Segment Start: Entries provided
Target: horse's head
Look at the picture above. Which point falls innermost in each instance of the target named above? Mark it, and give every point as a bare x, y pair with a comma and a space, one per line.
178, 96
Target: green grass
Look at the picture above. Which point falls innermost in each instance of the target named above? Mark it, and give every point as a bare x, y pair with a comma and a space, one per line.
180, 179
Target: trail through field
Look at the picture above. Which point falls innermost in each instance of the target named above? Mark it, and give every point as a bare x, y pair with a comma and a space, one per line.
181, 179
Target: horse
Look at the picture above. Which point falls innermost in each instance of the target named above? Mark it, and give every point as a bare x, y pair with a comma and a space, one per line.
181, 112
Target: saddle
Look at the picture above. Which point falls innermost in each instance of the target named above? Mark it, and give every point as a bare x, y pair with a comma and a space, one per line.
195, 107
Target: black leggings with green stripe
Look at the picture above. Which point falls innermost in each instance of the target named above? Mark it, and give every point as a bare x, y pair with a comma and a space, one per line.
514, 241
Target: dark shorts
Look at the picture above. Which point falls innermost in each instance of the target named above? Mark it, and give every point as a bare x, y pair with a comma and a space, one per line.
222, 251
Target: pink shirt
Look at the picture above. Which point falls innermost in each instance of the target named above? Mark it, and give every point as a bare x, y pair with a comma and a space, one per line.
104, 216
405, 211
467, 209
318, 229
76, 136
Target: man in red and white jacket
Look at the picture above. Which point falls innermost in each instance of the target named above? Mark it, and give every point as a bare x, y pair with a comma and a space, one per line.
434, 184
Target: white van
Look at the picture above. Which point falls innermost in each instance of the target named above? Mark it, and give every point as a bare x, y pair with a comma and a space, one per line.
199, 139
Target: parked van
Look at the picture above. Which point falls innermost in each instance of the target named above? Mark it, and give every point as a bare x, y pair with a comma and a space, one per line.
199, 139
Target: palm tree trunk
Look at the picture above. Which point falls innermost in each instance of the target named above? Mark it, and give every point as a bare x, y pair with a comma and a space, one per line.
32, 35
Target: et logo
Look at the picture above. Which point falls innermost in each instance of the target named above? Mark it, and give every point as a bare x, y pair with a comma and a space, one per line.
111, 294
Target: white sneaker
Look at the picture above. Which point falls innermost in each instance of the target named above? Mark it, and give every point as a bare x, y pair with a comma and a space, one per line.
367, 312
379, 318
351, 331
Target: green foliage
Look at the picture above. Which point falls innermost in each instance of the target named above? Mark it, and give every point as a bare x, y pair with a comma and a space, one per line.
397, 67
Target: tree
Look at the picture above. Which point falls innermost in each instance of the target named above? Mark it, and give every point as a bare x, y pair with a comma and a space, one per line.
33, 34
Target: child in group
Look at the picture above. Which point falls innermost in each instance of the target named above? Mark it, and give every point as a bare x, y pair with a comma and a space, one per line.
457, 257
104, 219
Segment End: Entries provided
> _Directions_: Word for word, set down all the lines above.

> _Task answer_:
Target: horse's head
Look at the picture above. Which point falls innermost in each instance of the target named above? Mark it, and give every point as a bare x, y pair with a comma and a space, one per line.
178, 96
Target: green grass
Look at the picture above. Which point falls innermost in each instance of the target named above? Mark it, and give every point as a bare x, y pair with a comma and a space, one per line.
180, 179
Target: trail through field
Look at the picture above. Which point falls innermost in each instance of the target named above? Mark it, and give every point as a bare x, y pair with a comma and a space, one per line.
181, 179
Target: horse
Look at the picture above. Which point falls innermost in each instance of the target named above? Mark it, and give every point as a bare x, y pair with a comma and a space, one per line.
181, 112
Target: saddle
Look at the picture above. Which point falls innermost in each instance of the target named above? Mark it, and give every point as a bare x, y pair with a comma and a space, one per line.
195, 107
Target: black leggings with green stripe
Look at the picture above. Which point falls innermost in each instance of the target named above? Mark it, and give every point as a bare x, y pair with a comma and a space, one per line.
514, 241
Target: dark shorts
Look at the picture above. Which point falls innermost in each instance of the target named above? Mark it, and give every point as a bare x, y pair with a comma and a space, one per line.
222, 251
Target: pink shirt
Look at the picture above. Which point falls innermost in each instance of the target named above? Mark it, and give every point as a bare x, y pair with a comma and a space, one per line.
104, 216
405, 211
467, 209
318, 229
76, 136
Target: man in red and white jacket
Look at the picture above. Which point falls innermost in each instance of the target named above? Mark it, and give every point as a bare x, y pair with a comma and a space, one per line.
434, 184
Target: white van
Look at the picture above. Which point falls innermost in each instance of the target named above? Mark it, and give every point as a bare x, y pair with a comma and a space, one per line.
199, 139
Target: parked van
Look at the picture above. Which point falls innermost in each instance of the target named above? Mark it, and give every point as a bare x, y pair with a comma and a space, one per line.
199, 139
Target: palm tree trunk
Look at the picture above. Which point falls innermost in each instance of the target named above? Mark it, and give every point as a bare x, y pair with a comma and a space, one per line.
32, 35
Target: et logo
Look at the picture above. Which point falls innermost in each instance of the target named above? Mark it, and give every point as a bare x, y pair with a comma and a space, one per line.
111, 294
Target: white sneaker
Look at the picture above. Which point falls innermost in each instance of the target named above? Mark it, and give every point as a bare x, y pair with a comma and a space, one per line.
367, 312
379, 318
351, 331
Target: green foliage
Look at the picture above. Which point falls innermost in each instance of the target named above? Mark it, and give every point as a bare x, y pair with a comma and a space, one per line.
397, 67
Target: tree
Look at the picture above. Which point falls innermost in each instance of the target named above? Mark it, and give every point as a bare x, y pair with a comma and a space, one per line.
33, 34
Target: child in group
Look at the picture above. Which point falls innermost in each instance of the target named above? Mark it, and give every point as a bare x, y pair with a comma and a space, one per line.
457, 257
104, 219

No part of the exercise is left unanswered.